What to work on »
Retype every line of the material below without changing anything.

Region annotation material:
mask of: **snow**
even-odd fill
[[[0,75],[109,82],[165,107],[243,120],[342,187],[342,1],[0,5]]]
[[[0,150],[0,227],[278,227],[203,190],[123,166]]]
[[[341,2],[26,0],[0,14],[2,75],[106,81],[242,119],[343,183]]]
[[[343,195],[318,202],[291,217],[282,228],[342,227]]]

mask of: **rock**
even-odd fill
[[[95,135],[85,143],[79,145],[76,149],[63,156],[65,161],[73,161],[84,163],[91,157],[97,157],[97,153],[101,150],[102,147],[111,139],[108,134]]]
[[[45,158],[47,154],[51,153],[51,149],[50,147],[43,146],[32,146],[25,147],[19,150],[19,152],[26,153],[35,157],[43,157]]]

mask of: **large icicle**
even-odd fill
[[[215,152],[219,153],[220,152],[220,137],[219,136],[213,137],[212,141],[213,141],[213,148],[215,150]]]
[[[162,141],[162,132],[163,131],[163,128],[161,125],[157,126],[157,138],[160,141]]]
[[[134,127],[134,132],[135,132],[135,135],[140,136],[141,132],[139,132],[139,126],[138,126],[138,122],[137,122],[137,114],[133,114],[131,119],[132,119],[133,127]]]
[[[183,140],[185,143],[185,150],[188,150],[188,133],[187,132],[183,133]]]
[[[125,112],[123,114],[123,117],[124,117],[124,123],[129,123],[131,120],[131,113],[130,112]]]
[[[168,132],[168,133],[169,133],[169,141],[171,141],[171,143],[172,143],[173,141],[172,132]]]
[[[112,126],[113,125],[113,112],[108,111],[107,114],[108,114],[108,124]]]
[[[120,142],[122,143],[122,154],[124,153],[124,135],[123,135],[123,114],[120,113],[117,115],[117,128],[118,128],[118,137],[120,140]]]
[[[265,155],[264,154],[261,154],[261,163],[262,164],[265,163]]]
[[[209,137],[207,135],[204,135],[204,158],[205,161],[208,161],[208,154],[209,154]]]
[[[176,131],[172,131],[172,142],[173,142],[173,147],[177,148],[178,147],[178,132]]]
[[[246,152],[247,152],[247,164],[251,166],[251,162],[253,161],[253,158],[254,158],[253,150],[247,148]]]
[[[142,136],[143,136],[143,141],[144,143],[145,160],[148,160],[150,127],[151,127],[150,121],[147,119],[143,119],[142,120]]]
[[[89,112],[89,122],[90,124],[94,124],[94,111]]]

Answer in full »
mask of: **snow**
even-odd fill
[[[0,75],[109,82],[165,107],[243,120],[342,187],[342,1],[0,5]]]
[[[0,150],[0,227],[278,227],[203,190],[123,166]]]
[[[341,2],[26,0],[0,14],[2,75],[106,81],[242,119],[343,183]]]
[[[343,195],[318,202],[291,217],[282,228],[342,227]]]

mask of: **rock**
even-odd fill
[[[95,135],[85,143],[79,145],[76,149],[63,156],[65,161],[73,161],[84,163],[91,157],[97,157],[97,153],[101,150],[102,147],[111,139],[108,134]]]
[[[45,158],[47,154],[51,153],[51,149],[50,147],[43,146],[32,146],[25,147],[19,150],[19,152],[26,153],[35,157],[43,157]]]

mask of: **large icicle**
even-odd fill
[[[215,152],[219,153],[220,152],[220,137],[219,136],[213,137],[212,141],[213,141],[213,148],[215,150]]]
[[[162,141],[162,132],[163,131],[163,128],[161,125],[157,126],[157,138],[160,141]]]
[[[134,127],[134,132],[135,132],[135,135],[140,136],[141,132],[139,132],[139,126],[138,126],[138,122],[137,122],[137,114],[133,114],[131,119],[132,119],[133,127]]]
[[[183,140],[185,143],[185,150],[188,150],[188,133],[187,132],[183,133]]]
[[[125,112],[123,114],[123,117],[124,117],[124,123],[129,123],[131,120],[131,113],[130,112]]]
[[[168,132],[168,133],[169,133],[169,141],[171,141],[171,143],[172,143],[173,141],[172,132]]]
[[[112,126],[113,125],[113,112],[108,111],[107,114],[108,114],[108,124]]]
[[[120,142],[122,143],[122,154],[124,153],[124,135],[123,135],[123,114],[120,113],[117,115],[117,128],[118,128],[118,137],[120,140]]]
[[[265,155],[264,154],[261,154],[261,163],[262,164],[265,163]]]
[[[209,137],[207,135],[204,135],[204,158],[205,161],[208,161],[208,154],[209,154]]]
[[[176,131],[172,131],[172,142],[173,142],[173,147],[177,148],[178,147],[178,132]]]
[[[246,152],[247,152],[247,164],[251,166],[251,162],[253,161],[253,158],[254,158],[253,150],[247,148]]]
[[[142,136],[143,136],[143,141],[144,143],[145,160],[148,160],[150,127],[151,127],[150,121],[147,119],[143,119],[142,120]]]
[[[89,112],[89,122],[90,124],[94,124],[94,111]]]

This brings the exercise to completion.